**Entries:**
------------------------------------------------------------

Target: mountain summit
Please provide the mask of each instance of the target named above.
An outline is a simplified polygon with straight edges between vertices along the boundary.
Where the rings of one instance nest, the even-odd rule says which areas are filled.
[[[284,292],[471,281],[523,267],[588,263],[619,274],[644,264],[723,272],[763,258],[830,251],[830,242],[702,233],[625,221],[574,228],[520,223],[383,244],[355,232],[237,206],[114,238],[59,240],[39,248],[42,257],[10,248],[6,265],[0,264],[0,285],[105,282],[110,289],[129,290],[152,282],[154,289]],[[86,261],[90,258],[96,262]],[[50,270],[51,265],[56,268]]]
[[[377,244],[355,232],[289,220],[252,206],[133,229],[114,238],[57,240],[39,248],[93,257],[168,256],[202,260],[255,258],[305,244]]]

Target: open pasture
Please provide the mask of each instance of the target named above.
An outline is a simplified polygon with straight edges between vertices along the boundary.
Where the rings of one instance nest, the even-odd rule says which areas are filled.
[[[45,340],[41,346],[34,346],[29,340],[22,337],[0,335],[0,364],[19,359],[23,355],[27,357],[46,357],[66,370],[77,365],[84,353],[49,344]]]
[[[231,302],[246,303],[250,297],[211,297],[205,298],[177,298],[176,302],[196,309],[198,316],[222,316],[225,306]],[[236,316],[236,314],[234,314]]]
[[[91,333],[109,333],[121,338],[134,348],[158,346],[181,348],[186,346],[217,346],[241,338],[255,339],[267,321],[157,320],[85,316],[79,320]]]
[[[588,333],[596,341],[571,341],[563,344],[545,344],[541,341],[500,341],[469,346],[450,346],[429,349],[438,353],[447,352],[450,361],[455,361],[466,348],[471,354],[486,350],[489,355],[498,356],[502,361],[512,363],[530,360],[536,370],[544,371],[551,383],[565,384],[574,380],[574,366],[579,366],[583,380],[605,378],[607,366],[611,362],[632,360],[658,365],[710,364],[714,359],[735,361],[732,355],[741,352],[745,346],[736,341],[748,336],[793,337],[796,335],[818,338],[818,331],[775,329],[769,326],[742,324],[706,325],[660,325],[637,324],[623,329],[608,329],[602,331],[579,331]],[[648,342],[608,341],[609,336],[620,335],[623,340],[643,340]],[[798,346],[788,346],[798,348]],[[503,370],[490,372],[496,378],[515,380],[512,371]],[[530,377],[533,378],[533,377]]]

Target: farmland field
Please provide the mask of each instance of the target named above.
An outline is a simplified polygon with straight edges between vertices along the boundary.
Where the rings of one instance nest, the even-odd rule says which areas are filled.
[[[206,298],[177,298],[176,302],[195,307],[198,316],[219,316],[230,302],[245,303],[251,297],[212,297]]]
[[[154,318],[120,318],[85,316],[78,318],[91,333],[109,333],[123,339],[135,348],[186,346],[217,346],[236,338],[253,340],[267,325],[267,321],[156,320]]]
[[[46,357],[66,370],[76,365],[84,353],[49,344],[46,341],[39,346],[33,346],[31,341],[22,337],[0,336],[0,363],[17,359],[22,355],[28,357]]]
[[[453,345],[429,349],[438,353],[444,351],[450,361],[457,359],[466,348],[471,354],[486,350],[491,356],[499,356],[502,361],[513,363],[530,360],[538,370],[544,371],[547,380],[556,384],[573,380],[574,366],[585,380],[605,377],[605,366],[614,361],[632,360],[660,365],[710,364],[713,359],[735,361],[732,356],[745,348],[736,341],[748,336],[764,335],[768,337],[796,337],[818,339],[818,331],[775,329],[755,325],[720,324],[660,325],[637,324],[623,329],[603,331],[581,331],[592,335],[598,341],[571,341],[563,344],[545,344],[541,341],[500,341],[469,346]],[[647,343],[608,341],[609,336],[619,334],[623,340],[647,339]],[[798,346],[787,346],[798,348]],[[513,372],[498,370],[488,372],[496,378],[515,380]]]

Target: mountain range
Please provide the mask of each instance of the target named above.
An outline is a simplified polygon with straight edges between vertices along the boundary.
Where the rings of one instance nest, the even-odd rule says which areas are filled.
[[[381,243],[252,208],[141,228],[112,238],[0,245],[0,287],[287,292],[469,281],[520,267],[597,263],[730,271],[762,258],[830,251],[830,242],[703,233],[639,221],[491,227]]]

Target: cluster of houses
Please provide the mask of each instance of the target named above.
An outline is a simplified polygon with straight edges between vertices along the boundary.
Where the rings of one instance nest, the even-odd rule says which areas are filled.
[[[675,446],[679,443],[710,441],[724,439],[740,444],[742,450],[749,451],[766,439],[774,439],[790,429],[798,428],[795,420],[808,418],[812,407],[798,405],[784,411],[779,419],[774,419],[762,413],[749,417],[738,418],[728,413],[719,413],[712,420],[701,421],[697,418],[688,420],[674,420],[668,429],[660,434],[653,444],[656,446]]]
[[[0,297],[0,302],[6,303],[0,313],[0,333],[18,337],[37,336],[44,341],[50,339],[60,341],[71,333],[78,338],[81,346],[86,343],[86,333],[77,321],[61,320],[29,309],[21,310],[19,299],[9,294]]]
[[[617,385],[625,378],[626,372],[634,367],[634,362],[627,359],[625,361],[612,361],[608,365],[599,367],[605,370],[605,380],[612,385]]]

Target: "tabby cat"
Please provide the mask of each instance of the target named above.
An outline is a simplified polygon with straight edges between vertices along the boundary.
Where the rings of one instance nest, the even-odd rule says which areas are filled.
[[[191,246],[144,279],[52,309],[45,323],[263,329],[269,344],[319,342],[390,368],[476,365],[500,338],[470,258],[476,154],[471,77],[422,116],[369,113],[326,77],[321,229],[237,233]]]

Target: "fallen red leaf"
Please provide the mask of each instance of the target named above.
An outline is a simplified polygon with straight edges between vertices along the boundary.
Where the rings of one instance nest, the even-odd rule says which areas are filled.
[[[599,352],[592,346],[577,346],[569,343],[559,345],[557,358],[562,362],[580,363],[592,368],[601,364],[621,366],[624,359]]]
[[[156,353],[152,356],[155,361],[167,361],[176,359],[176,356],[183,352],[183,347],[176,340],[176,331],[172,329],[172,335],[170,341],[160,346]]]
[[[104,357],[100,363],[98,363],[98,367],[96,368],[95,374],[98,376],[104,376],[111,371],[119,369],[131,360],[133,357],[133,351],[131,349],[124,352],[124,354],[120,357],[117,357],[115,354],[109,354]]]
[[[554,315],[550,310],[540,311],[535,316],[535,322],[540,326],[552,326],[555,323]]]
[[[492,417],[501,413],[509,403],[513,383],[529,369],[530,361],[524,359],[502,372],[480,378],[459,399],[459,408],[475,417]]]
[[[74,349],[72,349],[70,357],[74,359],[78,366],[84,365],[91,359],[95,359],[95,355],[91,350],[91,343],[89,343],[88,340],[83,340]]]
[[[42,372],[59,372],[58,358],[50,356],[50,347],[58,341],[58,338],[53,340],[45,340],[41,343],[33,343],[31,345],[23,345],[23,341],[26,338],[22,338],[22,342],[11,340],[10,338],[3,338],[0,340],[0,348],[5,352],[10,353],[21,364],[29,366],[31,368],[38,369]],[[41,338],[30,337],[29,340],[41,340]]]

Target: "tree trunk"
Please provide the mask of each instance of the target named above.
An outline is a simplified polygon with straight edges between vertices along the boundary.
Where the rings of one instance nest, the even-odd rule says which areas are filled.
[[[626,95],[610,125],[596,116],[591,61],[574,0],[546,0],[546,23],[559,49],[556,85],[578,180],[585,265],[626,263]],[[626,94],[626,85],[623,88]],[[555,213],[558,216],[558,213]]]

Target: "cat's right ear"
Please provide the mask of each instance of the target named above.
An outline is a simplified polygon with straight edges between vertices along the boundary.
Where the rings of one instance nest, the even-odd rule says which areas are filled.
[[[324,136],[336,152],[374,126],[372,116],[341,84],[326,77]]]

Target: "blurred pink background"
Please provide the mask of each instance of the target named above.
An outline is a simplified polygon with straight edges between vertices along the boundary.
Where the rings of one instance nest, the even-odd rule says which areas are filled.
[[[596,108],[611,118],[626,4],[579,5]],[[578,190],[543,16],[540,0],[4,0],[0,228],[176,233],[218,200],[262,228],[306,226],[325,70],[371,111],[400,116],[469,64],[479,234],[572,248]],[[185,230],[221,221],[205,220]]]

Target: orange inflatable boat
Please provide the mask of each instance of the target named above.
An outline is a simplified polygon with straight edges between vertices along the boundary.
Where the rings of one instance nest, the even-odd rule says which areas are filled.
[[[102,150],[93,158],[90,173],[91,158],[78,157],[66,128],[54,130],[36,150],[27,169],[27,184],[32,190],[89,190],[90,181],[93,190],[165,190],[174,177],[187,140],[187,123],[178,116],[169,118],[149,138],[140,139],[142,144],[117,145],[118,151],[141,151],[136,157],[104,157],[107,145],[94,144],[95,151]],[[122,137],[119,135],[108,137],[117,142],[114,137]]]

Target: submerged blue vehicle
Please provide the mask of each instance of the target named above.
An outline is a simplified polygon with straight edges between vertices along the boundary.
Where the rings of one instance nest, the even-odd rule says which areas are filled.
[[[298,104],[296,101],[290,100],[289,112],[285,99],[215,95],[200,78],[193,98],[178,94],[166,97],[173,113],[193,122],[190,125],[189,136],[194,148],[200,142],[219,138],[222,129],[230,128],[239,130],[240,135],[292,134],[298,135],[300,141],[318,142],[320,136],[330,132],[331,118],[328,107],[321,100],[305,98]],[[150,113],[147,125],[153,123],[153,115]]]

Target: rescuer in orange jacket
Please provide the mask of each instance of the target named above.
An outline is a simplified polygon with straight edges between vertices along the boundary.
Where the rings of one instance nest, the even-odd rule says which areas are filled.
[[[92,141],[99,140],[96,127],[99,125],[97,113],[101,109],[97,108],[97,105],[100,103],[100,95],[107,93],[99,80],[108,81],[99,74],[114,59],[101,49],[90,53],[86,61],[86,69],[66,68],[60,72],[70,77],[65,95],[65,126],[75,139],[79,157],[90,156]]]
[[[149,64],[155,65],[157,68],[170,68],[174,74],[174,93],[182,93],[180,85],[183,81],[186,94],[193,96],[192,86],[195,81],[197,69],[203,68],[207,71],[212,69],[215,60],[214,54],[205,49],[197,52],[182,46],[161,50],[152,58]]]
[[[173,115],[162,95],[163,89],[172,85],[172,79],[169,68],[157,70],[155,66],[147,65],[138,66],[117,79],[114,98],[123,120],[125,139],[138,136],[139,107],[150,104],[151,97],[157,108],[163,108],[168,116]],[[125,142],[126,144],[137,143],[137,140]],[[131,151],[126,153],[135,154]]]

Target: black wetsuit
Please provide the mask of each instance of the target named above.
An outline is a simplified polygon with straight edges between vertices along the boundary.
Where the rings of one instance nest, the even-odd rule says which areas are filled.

------------------------------------------------------------

**Short problem:**
Please count the lines in the rows above that contain the string "mountain" and reply with that number alone.

**Task output:**
2